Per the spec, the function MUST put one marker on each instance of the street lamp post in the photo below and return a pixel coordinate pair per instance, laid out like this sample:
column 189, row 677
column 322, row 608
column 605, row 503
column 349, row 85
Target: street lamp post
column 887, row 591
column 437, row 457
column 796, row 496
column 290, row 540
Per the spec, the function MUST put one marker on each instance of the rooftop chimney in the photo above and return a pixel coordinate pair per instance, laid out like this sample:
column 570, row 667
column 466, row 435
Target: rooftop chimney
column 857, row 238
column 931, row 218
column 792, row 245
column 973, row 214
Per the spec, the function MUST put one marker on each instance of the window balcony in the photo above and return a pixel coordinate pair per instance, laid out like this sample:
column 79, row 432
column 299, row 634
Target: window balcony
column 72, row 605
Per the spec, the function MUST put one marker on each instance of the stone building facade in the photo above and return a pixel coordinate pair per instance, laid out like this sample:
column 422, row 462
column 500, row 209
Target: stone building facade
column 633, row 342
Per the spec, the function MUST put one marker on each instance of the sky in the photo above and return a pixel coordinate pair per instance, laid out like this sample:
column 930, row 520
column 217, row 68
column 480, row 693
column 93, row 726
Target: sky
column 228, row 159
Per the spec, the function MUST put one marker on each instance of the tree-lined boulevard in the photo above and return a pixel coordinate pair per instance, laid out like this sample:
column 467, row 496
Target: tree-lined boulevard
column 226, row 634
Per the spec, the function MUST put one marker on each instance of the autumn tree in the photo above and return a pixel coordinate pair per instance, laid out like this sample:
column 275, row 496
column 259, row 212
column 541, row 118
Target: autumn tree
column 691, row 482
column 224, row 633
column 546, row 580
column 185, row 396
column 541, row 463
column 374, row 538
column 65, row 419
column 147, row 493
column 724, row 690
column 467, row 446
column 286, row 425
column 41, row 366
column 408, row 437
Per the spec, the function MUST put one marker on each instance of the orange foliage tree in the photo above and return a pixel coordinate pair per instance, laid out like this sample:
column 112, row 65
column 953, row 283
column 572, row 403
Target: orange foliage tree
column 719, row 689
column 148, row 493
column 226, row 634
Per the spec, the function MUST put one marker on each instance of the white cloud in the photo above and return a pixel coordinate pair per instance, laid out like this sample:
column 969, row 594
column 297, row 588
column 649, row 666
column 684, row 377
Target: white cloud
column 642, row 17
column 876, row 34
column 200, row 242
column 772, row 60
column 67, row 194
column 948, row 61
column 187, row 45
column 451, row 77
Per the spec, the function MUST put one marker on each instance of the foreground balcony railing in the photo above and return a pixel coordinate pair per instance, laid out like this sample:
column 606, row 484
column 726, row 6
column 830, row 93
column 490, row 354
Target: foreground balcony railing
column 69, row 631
-- -- --
» **WHAT THE TASK ASKS**
Rewrite every line of the entries above as a single numbered list, leaving out any blank lines.

» **ANSWER TO THIS PROBLEM**
1. Per the spec, the function MUST put one marker on each instance of the street lamp post in the photo below and return a pixel coordinate pair per instance, laid out like this sample:
2. column 189, row 677
3. column 322, row 608
4. column 605, row 503
5. column 349, row 85
6. Target: street lamp post
7. column 887, row 591
8. column 437, row 457
9. column 796, row 496
10. column 290, row 540
11. Per the spec, the function MUST put one marker on each instance of the rooftop chimney in the photo above and return a pixel coordinate pair per instance, laid out like this sample:
12. column 570, row 667
13. column 466, row 435
14. Target: rooftop chimney
15. column 857, row 238
16. column 931, row 218
17. column 792, row 245
18. column 973, row 214
19. Per the spec, the function MUST put one marker on each instance of the window balcony in the photo above and return a pixel coordinate pair per instance, laid out like this sample:
20. column 79, row 432
21. column 299, row 634
22. Target: window balcony
23. column 72, row 605
24. Per the spec, the function MUST put one marker on each instance of the stone building facade in the photo above and return a pixel coordinate pair per instance, laid out like this sample:
25. column 422, row 462
26. column 500, row 209
27. Target: stone building facade
28. column 633, row 342
29. Per the spec, the function MUST put one marker on each instance of the sky in the photo above and return a pixel coordinate pair per instance, laid out like this sample:
30. column 930, row 520
31. column 217, row 68
32. column 480, row 693
33. column 93, row 726
34. Target: sky
35. column 228, row 159
36. Per the spec, the function MUST put one marker on each instance of the tree-lined boulevard in the photo above and return a pixel coordinate pair per instance, laid out like this sample:
37. column 467, row 496
38. Target: tree-lined boulevard
39. column 226, row 634
40. Per the spec, the function MUST put one marker on each instance of the autumn tree in the photo above and return a pixel coordinate pair per instance, laid out like this sample:
41. column 275, row 496
42. column 259, row 212
43. column 541, row 118
44. Target: autumn tree
45. column 691, row 482
46. column 224, row 633
47. column 546, row 580
48. column 185, row 396
49. column 541, row 463
50. column 374, row 538
51. column 65, row 419
52. column 147, row 493
53. column 724, row 690
54. column 467, row 446
55. column 286, row 425
56. column 41, row 366
57. column 408, row 437
58. Per the spec, the function MUST put one marker on each instance of the orange foliage tree in the photo above and return a pixel coordinate pair per instance, laid out like this sample:
59. column 112, row 65
60. column 953, row 283
61. column 572, row 403
62. Target: orange foliage tree
63. column 719, row 689
64. column 148, row 493
65. column 226, row 634
66. Per the spec, the function MUST put one marker on each instance of the white cloud in the photo above and return a pixel coordinate pair per instance, laid out like this sample:
67. column 969, row 594
68. column 297, row 588
69. column 649, row 666
70. column 684, row 377
71. Target: white cloud
72. column 642, row 17
73. column 876, row 34
74. column 200, row 242
75. column 772, row 60
76. column 67, row 194
77. column 948, row 61
78. column 187, row 45
79. column 451, row 77
80. Per the spec, the function MUST put one marker on each instance of the foreground balcony railing in the photo above and return a pixel coordinate pair per instance, laid out like this sample:
81. column 606, row 484
82. column 726, row 6
83. column 830, row 93
84. column 490, row 354
85. Target: foreground balcony railing
86. column 69, row 631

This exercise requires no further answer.